**Zu lösende Aufgaben**
1. Wie lautet die Passage im Nachruf auf Johannes Heesters zwischen "Jetzt hat der" und "Freude am Leben lehrte.", beide eingeschlossen? Gib sie wortgetreu wieder.
2. Stimmen diese Aussagen mit dem Nachruf auf Johannes Heesters überein? Antworte jeweils mit Ja oder Nein und zitiere die entscheidenden Worte wörtlich. (a) Heesters starb an Heiligabend im Alter von 108 Jahren. (b) Heesters kam wegen eines Herzinfarkts ins Krankenhaus. (c) Heesters wurde von allen „Jopie“ genannt.
3. Wie könnte der Nachruf auf Johannes Heesters weitergehen? Knüpfe an seinen letzten Satz an und schreibe ihn fort.

**Lesetext**
....................

Zum Tod von Johannes Heesters:Der Operettenheld

Jopie Heesters war ein Bonvivant der alten Schule. Ein Verführer, ein Entertainer, ein Faszinosum - mit einer Karriere in der Nazi-Zeit, die sein Leben bis zuletzt überschattete. Jetzt ist er mit 108 friedlich entschlafen, an Heiligabend, im Beisein der Familie.

Christine Dössel

Jetzt hat der Tod ihn doch eingeholt. Am Ende ist er ja immer der Sieger. Aber selten hat ihm einer derart fidel getrotzt wie Johannes Heesters, dieses Urviech von einem Strahlemann, der die Freude am Leben lehrte.

Die Art, wie er daran festhielt, hatte zuletzt etwas geradezu Sportives. "Ich schaffe die 108!", ließ "Jopie", wie ihn alle nannten, siegessicher via Bild verkünden, als er wegen eines Schwächeanfalls Ende November ins Krankenhaus kam. Und das klang, als biege er keuchend, unter Aufbietung seiner letzten Kräfte in die Zielgerade ein - vor sich: die Wimpel für seinen 108. Geburtstag -, um ihn wieder einmal im ewigen Wettlauf zu schlagen: den schnittigen Sensenmann mit seinen oft so unfairen Methoden.

....................

**Ausgangsmaterial**

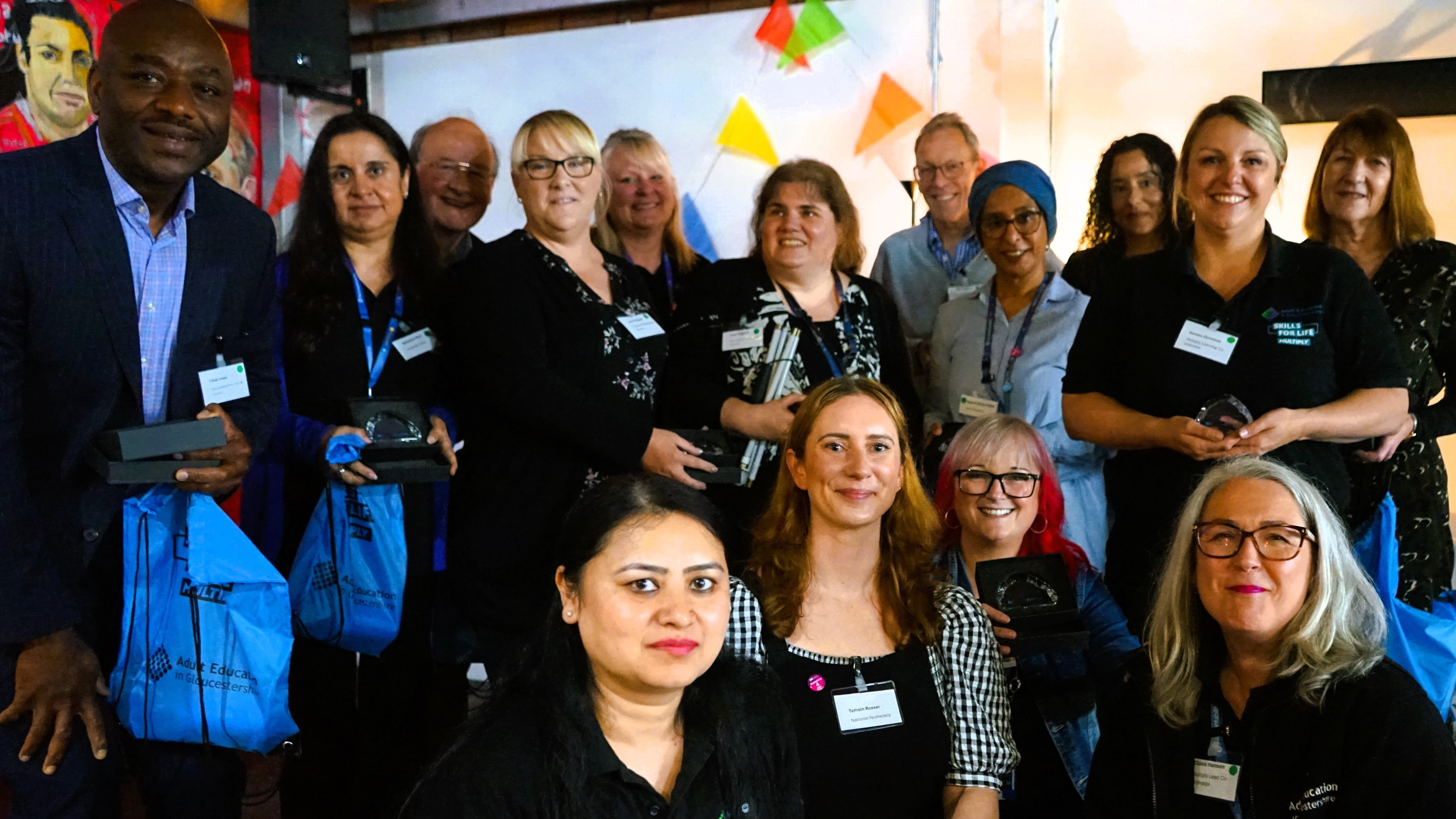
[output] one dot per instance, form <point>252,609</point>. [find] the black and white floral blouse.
<point>554,395</point>
<point>737,294</point>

....................

**Lösungen**
1.
Jetzt hat der Tod ihn doch eingeholt. Am Ende ist er ja immer der Sieger. Aber selten hat ihm einer derart fidel getrotzt wie Johannes Heesters, dieses Urviech von einem Strahlemann, der die Freude am Leben lehrte.

2.
(a) Ja: „Jetzt ist er mit 108 friedlich entschlafen, an Heiligabend, im Beisein der Familie.“
(b) Nein: „als er wegen eines Schwächeanfalls Ende November ins Krankenhaus kam“
(c) Ja: „"Jopie", wie ihn alle nannten“

3.
Stets war ihm Johannes Heesters hakenschlagend voraus, so dass man sich spätestens nach seinem Hundertsten schon mal fragen durfte, ob der schlitzohrige Entertainer den Tod nicht vielleicht - wie der Brandner Kaspar den Boandlkramer im bayerischen Volksstück - unter den Tisch getrunken oder listig über selbigen gezogen hatte, um ein paar zusätzliche Jahrzehnte herauszuholen.

Zuzutrauen wäre es ihm gewesen, dem kecken Jopie mit seinem Charme. Der Operettenheld aus dem vorigen Jahrhundert hat mit seinem Sonnyboy-Appeal ganze Generationen um den Finger gewickelt und schien tatsächlich mit einer methusalemischen (Über-)Lebenskraft gesegnet. Als er am Neujahrstag 2008 in seinem Tiroler Feriendomizil gestürzt war und mit Rippenbrüchen in die Innsbrucker Uniklinik eingeliefert wurde, fürchteten alle, nun ginge es zu Ende. Doch schon am nächsten Tag verlautete aus dem Krankenhaus: "Heesters singt schon wieder!"

So war das immer. Unverwüstlich schien er zu sein in seiner Durchhaltekraft und Vitalität - ein Faszinosum und gerontologisches Phänomen. Fossil? Mitnichten! In einer Gesellschaft des demographischen Wandels, in der es längst nicht mehr nur um die Frage geht, wie alt wir werden, sondern mehr noch darum, wie wir alt werden - mit welcher Freude, Würde und Kraft -, übernahm der späte Heesters geradezu eine Vorbildfunktion.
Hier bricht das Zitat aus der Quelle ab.